■ Selected extract ■

——

Cameron Tyler Carr’s 18-minute sci-fi drama Harlem Fragments is not a trip down memory lane. It is an adventure spanning years with the quest to salvage the remains of a life that once looked all but permanent.
Emotionally fraught, and splintered in structure, the film follows 10 year-old TJ’s (Kyle Keyes) attempts to understand what happened to his family in the aftermath of the Great Recession. The family home is lost, the parents (Clarissa Thibeaux and Roderick Lawrence) are breaking up, and his sister (Stella Coviello) is harsher than a lonely and confused boy can comfortably process. Keyes is sweet and believable enough that his reactions to his life falling apart so thoroughly evokes compassion; the credit for that should also go to Carr’s direction, of whose own experiences TJ is a stand-in.
The film is labelled sci-fi, but it has the qualities of fantasy, in that it is propelled by the boy’s belief in magic, and what’s more, his outscaled belief in his own power to fix things. The film understands a boy’s need for those beliefs, and perhaps this is why when it heads into the big unknown of space and reckoning with the truth, it opts for animation. Shielded inside his trusty helmet, TJ begins to sift through the memories of his still ongoing childhood within the spaceship Hummingbird (a black woman with afro hair, voiced by Jaleeca Yancy, as the ship’s AI assistant is a rare, and thus, gratifying image). The sax heavy jazz score intensifies the melancholic sorrow of any moment it accompanies, and piece by piece of memory, TJ is struck by permanence of his new normal.

——

■ Data ■
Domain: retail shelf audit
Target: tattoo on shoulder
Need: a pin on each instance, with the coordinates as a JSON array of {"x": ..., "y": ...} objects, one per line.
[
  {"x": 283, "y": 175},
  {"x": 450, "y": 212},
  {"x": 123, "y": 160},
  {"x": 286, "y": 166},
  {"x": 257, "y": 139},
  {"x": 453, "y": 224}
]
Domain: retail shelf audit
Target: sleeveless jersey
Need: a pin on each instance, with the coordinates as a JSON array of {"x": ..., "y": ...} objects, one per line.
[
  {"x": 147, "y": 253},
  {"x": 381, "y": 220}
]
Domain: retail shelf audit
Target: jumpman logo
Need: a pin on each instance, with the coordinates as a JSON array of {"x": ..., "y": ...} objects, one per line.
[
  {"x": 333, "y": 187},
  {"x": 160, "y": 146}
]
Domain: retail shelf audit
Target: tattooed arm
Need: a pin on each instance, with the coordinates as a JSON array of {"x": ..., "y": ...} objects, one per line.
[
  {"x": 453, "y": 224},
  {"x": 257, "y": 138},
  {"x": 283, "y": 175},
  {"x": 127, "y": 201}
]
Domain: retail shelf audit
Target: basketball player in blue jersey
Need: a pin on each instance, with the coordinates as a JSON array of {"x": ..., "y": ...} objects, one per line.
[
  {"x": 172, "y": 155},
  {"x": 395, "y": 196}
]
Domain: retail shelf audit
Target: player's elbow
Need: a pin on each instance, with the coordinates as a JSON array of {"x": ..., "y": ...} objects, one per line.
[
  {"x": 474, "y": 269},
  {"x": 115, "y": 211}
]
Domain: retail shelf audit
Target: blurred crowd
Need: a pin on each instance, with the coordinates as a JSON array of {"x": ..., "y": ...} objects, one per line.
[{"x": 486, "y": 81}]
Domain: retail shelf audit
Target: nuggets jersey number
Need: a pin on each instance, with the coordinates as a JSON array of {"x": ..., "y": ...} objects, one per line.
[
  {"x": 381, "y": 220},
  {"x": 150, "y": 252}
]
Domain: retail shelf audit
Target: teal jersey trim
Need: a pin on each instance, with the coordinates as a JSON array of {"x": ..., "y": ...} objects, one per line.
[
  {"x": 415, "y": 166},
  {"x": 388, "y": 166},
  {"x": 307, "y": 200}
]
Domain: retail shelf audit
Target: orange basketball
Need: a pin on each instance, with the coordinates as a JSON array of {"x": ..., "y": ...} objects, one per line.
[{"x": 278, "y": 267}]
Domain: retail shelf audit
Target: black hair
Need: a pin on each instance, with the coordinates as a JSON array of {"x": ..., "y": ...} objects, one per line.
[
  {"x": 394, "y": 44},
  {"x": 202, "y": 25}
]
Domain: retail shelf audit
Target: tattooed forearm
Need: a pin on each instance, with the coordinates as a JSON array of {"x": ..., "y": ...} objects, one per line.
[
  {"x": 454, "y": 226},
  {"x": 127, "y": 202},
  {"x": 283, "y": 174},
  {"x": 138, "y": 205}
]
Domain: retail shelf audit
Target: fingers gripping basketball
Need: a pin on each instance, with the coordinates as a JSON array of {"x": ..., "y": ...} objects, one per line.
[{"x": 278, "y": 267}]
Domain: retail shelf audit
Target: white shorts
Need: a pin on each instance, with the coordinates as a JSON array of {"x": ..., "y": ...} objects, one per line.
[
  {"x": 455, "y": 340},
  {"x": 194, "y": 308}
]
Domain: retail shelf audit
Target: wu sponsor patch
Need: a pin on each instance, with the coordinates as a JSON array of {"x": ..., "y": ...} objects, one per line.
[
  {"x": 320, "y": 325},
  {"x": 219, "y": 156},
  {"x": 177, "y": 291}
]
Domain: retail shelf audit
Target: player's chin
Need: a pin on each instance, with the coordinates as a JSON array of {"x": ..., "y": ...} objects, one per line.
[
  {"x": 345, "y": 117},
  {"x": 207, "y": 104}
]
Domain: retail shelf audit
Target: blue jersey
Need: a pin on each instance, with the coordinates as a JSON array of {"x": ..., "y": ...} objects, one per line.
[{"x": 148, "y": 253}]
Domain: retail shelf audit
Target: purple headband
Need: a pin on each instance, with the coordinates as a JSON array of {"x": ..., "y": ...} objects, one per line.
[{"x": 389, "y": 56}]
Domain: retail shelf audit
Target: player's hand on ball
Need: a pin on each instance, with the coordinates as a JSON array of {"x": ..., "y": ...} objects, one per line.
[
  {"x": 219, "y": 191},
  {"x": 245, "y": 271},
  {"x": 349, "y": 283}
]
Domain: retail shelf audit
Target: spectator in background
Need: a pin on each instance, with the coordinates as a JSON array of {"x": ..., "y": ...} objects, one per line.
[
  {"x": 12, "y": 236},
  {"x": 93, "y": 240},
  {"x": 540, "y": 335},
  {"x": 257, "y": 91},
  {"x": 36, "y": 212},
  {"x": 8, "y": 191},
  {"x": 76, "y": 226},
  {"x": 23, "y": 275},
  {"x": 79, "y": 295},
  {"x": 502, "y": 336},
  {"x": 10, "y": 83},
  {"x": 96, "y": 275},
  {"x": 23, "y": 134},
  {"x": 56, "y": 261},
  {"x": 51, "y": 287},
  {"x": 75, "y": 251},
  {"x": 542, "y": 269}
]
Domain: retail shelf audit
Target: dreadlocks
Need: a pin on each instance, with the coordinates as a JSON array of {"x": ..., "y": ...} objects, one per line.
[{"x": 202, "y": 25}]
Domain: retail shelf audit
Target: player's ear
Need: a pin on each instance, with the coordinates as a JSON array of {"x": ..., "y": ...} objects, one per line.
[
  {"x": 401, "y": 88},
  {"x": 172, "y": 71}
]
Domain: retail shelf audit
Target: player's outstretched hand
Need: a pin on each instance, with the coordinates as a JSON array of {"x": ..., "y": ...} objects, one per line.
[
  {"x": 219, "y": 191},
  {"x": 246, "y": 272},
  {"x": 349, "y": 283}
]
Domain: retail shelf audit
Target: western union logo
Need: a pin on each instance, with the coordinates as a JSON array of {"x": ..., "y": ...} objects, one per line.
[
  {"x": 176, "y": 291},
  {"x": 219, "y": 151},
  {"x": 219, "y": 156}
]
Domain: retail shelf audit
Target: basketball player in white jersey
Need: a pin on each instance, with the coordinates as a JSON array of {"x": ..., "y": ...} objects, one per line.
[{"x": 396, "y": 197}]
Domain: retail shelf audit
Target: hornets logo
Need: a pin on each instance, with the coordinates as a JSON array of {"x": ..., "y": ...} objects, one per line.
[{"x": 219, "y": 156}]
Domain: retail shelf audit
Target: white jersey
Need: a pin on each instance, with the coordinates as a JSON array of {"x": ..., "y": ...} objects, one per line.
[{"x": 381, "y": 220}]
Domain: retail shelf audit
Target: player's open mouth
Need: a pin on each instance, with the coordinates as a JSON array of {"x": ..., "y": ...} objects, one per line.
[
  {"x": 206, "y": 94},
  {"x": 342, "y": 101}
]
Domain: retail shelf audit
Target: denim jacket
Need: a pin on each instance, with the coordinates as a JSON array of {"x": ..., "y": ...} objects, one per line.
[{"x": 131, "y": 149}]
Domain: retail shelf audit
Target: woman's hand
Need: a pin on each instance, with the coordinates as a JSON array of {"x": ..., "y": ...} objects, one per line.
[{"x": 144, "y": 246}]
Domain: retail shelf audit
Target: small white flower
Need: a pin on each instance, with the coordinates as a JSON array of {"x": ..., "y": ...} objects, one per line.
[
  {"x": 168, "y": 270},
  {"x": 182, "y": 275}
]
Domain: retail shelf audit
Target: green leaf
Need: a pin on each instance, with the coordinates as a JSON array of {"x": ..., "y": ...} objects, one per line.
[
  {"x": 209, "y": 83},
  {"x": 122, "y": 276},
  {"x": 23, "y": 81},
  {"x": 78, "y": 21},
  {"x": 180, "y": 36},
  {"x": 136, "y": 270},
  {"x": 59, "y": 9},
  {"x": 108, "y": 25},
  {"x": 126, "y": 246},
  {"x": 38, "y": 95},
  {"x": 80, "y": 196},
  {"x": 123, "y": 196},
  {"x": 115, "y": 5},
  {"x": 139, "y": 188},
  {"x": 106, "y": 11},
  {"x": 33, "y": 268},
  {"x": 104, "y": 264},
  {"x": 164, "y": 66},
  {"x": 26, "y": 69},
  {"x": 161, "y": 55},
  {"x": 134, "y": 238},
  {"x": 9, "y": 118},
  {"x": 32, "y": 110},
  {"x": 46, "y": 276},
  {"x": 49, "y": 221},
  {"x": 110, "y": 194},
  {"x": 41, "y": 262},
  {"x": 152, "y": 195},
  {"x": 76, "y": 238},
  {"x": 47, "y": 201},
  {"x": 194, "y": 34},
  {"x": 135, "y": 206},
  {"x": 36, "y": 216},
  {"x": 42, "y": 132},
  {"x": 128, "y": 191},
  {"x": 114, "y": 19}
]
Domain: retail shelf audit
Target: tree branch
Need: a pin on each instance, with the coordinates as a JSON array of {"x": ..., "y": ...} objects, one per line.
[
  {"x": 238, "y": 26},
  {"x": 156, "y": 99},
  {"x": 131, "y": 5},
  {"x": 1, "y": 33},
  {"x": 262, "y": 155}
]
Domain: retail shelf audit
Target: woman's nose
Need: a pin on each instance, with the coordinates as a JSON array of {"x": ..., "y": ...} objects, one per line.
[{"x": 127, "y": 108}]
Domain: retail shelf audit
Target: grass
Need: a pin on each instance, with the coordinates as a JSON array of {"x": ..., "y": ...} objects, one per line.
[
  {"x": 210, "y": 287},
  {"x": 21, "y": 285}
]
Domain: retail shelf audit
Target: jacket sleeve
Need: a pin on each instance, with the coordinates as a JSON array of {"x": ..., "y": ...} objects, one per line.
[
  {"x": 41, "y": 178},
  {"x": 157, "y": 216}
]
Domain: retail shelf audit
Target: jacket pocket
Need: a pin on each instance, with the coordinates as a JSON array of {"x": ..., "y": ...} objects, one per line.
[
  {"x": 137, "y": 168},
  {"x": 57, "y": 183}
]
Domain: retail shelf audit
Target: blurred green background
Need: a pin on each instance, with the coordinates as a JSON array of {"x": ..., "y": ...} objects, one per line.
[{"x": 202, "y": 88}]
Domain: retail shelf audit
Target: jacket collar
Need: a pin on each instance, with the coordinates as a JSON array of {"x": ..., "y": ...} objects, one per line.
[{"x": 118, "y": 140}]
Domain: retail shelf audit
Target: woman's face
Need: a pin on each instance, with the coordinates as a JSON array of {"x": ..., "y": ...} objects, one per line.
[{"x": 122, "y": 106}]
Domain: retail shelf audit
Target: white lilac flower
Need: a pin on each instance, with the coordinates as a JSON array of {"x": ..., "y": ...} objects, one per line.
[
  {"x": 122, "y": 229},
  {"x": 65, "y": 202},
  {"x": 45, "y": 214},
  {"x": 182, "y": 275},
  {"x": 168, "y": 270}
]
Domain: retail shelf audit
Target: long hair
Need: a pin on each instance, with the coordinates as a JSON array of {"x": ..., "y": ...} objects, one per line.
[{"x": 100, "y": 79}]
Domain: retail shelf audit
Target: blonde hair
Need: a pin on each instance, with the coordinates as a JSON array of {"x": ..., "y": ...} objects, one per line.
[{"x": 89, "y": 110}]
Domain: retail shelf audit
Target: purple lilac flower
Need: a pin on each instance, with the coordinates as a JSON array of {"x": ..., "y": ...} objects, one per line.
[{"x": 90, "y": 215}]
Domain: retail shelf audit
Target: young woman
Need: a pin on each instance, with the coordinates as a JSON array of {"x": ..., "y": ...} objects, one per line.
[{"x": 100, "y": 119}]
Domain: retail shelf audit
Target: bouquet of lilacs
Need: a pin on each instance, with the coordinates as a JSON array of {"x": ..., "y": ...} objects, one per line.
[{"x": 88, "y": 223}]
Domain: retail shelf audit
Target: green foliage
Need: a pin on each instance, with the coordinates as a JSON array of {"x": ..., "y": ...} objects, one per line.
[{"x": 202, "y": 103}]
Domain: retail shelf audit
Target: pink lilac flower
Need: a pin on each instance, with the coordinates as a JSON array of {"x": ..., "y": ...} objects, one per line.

——

■ What to do ■
1. Reproduce the entire Harlem Fragments review word for word.
2. How many lines of the records contain the string "tattooed", with case counting? Reply with the number only.

■ Task-by-task results ■
1.
Cameron Tyler Carr’s 18-minute sci-fi drama Harlem Fragments is not a trip down memory lane. It is an adventure spanning years with the quest to salvage the remains of a life that once looked all but permanent.
Emotionally fraught, and splintered in structure, the film follows 10 year-old TJ’s (Kyle Keyes) attempts to understand what happened to his family in the aftermath of the Great Recession. The family home is lost, the parents (Clarissa Thibeaux and Roderick Lawrence) are breaking up, and his sister (Stella Coviello) is harsher than a lonely and confused boy can comfortably process. Keyes is sweet and believable enough that his reactions to his life falling apart so thoroughly evokes compassion; the credit for that should also go to Carr’s direction, of whose own experiences TJ is a stand-in.
The film is labelled sci-fi, but it has the qualities of fantasy, in that it is propelled by the boy’s belief in magic, and what’s more, his outscaled belief in his own power to fix things. The film understands a boy’s need for those beliefs, and perhaps this is why when it heads into the big unknown of space and reckoning with the truth, it opts for animation. Shielded inside his trusty helmet, TJ begins to sift through the memories of his still ongoing childhood within the spaceship Hummingbird (a black woman with afro hair, voiced by Jaleeca Yancy, as the ship’s AI assistant is a rare, and thus, gratifying image). The sax heavy jazz score intensifies the melancholic sorrow of any moment it accompanies, and piece by piece of memory, TJ is struck by permanence of his new normal.

2. 2